DIRECTIONS: Locate each line in the data below that contains the word "white" and copy those lines.

Stored data:
»»

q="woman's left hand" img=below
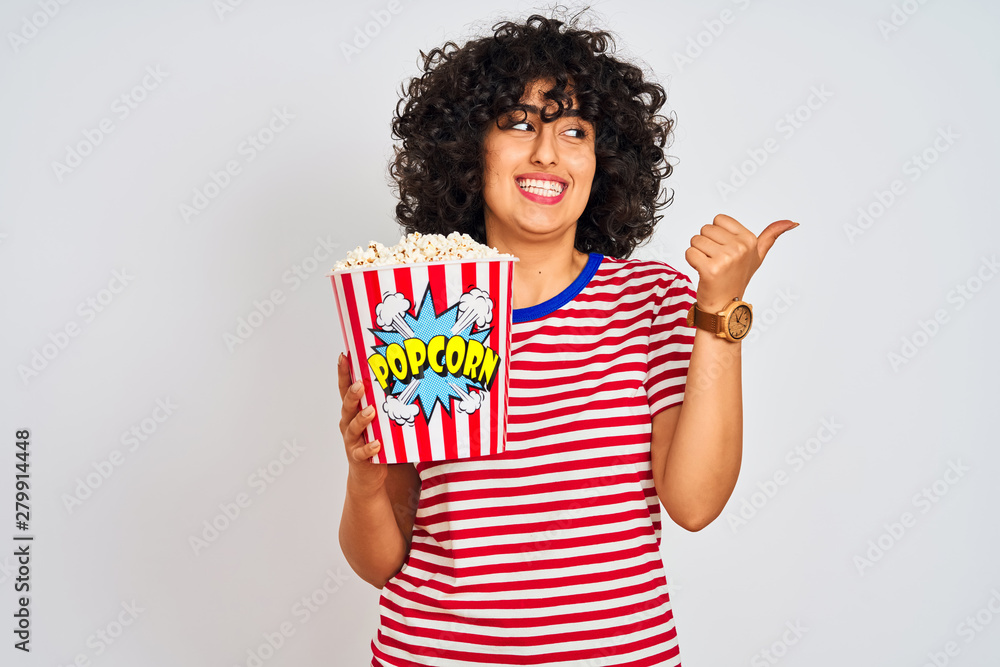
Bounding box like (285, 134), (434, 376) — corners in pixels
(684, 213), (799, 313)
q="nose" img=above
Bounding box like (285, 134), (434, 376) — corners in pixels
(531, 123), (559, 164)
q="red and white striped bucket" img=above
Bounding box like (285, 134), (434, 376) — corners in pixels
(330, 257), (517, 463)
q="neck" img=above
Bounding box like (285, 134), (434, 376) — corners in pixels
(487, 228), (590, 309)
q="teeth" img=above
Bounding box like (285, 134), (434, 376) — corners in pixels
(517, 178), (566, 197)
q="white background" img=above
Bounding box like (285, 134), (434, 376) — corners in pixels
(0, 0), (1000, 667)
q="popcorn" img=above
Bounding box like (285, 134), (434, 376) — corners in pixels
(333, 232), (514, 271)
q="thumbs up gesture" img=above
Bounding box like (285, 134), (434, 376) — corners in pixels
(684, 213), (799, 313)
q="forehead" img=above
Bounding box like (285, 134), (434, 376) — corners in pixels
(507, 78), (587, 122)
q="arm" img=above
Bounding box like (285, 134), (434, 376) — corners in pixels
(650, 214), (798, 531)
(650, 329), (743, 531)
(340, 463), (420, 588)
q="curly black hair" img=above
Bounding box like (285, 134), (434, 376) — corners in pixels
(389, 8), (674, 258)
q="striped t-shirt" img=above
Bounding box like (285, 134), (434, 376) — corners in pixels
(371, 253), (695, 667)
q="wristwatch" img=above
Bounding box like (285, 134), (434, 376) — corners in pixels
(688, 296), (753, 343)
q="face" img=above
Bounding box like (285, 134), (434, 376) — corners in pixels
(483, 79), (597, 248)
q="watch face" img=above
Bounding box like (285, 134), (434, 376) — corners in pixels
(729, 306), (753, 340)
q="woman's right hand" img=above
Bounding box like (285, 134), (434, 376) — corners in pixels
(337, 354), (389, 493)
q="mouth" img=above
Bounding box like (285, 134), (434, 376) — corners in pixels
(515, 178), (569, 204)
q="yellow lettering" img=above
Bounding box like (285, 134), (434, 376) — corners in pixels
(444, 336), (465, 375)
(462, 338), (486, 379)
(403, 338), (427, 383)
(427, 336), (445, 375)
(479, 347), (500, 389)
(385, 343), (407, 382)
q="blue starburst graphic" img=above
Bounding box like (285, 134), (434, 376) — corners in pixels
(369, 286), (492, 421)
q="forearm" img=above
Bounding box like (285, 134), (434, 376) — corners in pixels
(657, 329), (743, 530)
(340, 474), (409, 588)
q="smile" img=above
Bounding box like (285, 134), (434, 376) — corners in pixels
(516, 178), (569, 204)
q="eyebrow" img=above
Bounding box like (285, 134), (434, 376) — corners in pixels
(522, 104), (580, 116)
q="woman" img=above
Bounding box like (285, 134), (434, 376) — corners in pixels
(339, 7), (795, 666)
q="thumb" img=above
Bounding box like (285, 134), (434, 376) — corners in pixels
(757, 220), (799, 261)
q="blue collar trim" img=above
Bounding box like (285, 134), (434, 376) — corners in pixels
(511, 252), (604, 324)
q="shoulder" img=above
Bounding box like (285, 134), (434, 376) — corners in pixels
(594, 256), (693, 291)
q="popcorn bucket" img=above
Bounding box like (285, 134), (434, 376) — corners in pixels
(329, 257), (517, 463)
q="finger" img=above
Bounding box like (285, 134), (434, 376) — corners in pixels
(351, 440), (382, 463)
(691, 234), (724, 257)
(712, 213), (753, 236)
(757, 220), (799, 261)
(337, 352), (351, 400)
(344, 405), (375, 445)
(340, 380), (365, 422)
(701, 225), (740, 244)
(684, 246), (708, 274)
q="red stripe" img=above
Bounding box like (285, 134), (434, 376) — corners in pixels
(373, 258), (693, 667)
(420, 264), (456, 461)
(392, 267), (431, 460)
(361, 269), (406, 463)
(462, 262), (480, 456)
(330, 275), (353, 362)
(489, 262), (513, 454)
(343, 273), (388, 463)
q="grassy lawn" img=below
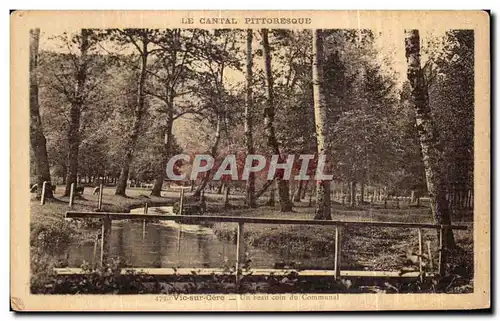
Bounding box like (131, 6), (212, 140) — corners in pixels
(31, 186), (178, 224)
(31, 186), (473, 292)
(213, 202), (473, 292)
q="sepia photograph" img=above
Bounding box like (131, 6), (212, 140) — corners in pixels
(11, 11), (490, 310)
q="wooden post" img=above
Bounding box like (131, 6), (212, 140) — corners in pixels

««

ANSWER IN FULL:
q="red and white striped bucket" img=above
q="white background" img=above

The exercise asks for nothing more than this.